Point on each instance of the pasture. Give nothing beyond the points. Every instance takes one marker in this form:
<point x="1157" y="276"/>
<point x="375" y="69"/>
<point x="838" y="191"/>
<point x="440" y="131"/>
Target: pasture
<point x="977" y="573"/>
----------------------------------------
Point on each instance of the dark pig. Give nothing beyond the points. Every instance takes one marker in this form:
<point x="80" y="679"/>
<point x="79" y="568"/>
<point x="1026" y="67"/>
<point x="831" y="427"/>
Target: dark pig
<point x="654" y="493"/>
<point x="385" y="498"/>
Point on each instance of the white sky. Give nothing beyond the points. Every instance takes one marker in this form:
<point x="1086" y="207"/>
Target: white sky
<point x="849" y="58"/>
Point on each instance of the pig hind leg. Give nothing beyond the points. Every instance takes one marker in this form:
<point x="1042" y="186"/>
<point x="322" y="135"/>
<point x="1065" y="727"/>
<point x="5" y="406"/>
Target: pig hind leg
----------------------------------------
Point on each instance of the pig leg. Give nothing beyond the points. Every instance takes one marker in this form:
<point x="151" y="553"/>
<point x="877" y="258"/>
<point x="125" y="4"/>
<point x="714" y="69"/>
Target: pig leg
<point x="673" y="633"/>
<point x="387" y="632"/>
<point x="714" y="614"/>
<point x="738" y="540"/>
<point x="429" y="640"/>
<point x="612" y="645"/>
----------------------------------------
**To be done:**
Starting at the line that contains "Point on each instance of the white" and stopping after the line that contains "Target: pig hind leg", write out those lines of the records again with "hind" replaced by "rear" and everything else unchanged. Give only those lines.

**Complete answer:**
Point on each instance of the white sky. Give nothing beyond the points. Every instance takes one marker in this form:
<point x="1086" y="207"/>
Target: white sky
<point x="849" y="58"/>
Point on each instance of the pig rear leg. Give nothing beyond the points. Every instance takes one marker in this form:
<point x="1042" y="186"/>
<point x="322" y="135"/>
<point x="1065" y="727"/>
<point x="5" y="406"/>
Target: pig rear leg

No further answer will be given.